# [AUFGABEN]
**1)** Beantworte zum Text über Audi folgende Fragen:
(a) Wie viel Geld will der Niederländer in den kommenden Jahren herausholen?
(b) Wie viel Prozent der Varianten bei Motoren und Getrieben wurden als Erstes gestrichen?
(c) Auf wie viele Audi-Fahrzeuge schrumpften die Verkaufszahlen?
**2)** Kopiere aus dem Text über Audi wortgetreu die Passage von „WLTP habe Audi“ bis einschließlich „1,81 Millionen Audi-Fahrzeuge.“.
**3)** Führe den Text über Audi im Anschluss an seinen letzten Satz weiter.

# [LESETEXT]
- - -

Der neue Audi-Chef Bram Schot stimmt die Belegschaft und das Management der Volkswagen-Tochter auf harte Zeiten ein. Audi habe in den vergangenen zehn Jahren Fett angesetzt, sagte er am Donnerstag in Ingolstadt. "Aber wir müssen Muskeln aufbauen." Mit einer verstärkten Zusammenarbeit innerhalb des VW-Konzerns und einem Stellenabbau will der Niederländer in den kommenden Jahren bis zu 15 Milliarden Euro herausholen, zehn Milliarden davon über Kostensenkungen. "Dazu müssen sie unter jeden Stein schauen", sagte Finanzvorstand Alexander Seitz. Wie viele der 90.000 Arbeitsplätze bei Audi in Gefahr seien, wollte er nicht sagen. "Wir werden sicher nicht wachsen wie in den vergangenen zehn Jahren."
Schot war im vergangenen Jahr nach der Verhaftung von Audi-Chef Rupert Stadler im Zuge des Diesel-Skandals an die Spitze des Oberklasse-Herstellers gerückt. Neben der teuren Affäre um manipulierte Abgaswerte von Dieselmotoren musste er die Umstellung auf den neuen Abgasstandard WLTP bewältigen, die im VW-Konzern besonders holprig verlief. Daraus habe Audi bereits Konsequenzen gezogen. "Wir haben uns sehr grundsätzlich unser Produktportfolio angeschaut und haben gesehen, dass wir zu breit und zu tief sind", sagte Schot. Als erstes seien 30 Prozent der Varianten bei Motoren und Getrieben gestrichen worden.
WLTP habe Audi im vergangenen Jahr allein eine Milliarde Euro gekostet. 1,2 Milliarden verschlang der Diesel-Skandal, in dem Audi ein Bußgeld von 800 Millionen Euro für die Manipulation zahlen musste. Das drückte das operative Ergebnis um ein Viertel auf 3,5 Milliarden Euro. Die Umsatzrendite fiel auf 6,0 (2017: 7,8) Prozent, sie wäre aber auch ohne den Skandal unter der Zielmarke von acht bis zehn Prozent geblieben. "Wir können mit unserer Performance nicht zufrieden sein", sagte der Audi-Chef. "Unternehmerisch haben wir vor allem WLTP als den ultimativen Stresstest nicht bestanden." Die Verkaufszahlen schrumpften um 3,5 Prozent auf 1,81 Millionen Audi-Fahrzeuge.
Auch im neuen Jahr hat Audi an der Zulassung der Motoren zu knabbern. "Wie schleppen eine Lücke im Auftragsbestand mit." 2019 werde ein "Übergangsjahr". Audi werde sich daher mit einer operativen Rendite von 7,0 bis 8,5 Prozent begnügen müssen. Im nächsten Jahr visiert Finanzchef Seitz aber die neun bis elf Prozent an, die sich Audi künftig vorgenommen hat. Der Umsatz werde aufgrund von Wechselkurseffekten nur leicht über dem Vorjahreswert von 53,6 Milliarden Euro liegen, der Absatz soll ebenfalls leicht steigen.

- - -

Daten zur Phrasenverortung:
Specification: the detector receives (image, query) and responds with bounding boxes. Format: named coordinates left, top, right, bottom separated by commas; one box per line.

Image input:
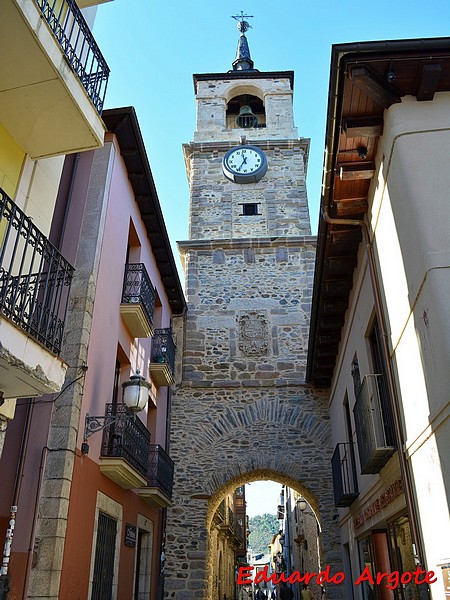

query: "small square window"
left=241, top=204, right=260, bottom=217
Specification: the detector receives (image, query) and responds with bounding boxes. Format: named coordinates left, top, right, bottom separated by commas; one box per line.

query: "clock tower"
left=165, top=14, right=341, bottom=600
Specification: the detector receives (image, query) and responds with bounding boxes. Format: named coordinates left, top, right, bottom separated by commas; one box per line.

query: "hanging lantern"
left=122, top=371, right=150, bottom=412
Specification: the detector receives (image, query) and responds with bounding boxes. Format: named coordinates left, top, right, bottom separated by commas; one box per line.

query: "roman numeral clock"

- - -

# [LÖSUNGEN]
**1)**
(a) Bis zu 15 Milliarden Euro
(b) 30 Prozent
(c) Auf 1,81 Millionen

**2)**
WLTP habe Audi im vergangenen Jahr allein eine Milliarde Euro gekostet. 1,2 Milliarden verschlang der Diesel-Skandal, in dem Audi ein Bußgeld von 800 Millionen Euro für die Manipulation zahlen musste. Das drückte das operative Ergebnis um ein Viertel auf 3,5 Milliarden Euro. Die Umsatzrendite fiel auf 6,0 (2017: 7,8) Prozent, sie wäre aber auch ohne den Skandal unter der Zielmarke von acht bis zehn Prozent geblieben. "Wir können mit unserer Performance nicht zufrieden sein", sagte der Audi-Chef. "Unternehmerisch haben wir vor allem WLTP als den ultimativen Stresstest nicht bestanden." Die Verkaufszahlen schrumpften um 3,5 Prozent auf 1,81 Millionen Audi-Fahrzeuge.

**3)**
Schot blieb vage, wo er den Hebel ansetzen will. "Wir packen Ineffizienzen an. Und wir müssen Synergien viel mehr nutzen als bisher", sagte er. Unter anderem soll die konzerninterne Zusammenarbeit mit dem Sportwagenbauer Porsche ausgebaut werden. Die Produktpalette werde ausgedünnt. "Es wird Dinge geben, die wir in Zukunft nicht mehr machen." Audi müsse sich stärker auf das Kerngeschäft konzentrieren und die Produktivität verbessern.
Ein Konzept will Schot am 23. Mai auf der Hauptversammlung vorstellen.
Über einen möglichen Stellenabbau verhandelt Audi derzeit mit den Betriebsräten und Gewerkschaften, wie Personalchef Wendelin Göbel sagte. Es gehe darum, die deutschen Standorte in Ingolstadt mit 44.000 und Neckarsulm mit 17.000 Mitarbeitern zu schützen. "Sie sind das Rückgrat von Audi, und das soll auch so bleiben." Bei jeder Stelle werde geprüft, ob sie wieder besetzt werden soll. Seitz setzt vor allem auf Fluktuation und Altersteilzeit. Die Beschäftigungsgarantie bis 2025 gelte. Auch das Management muss "schneller und schlanker" werden, forderte Vorstandschef Schot. "Ich brauche Geschwindigkeit. Sonst sind wir zu spät." Audi habe sich zu stark mit internen Strukturen beschäftigt.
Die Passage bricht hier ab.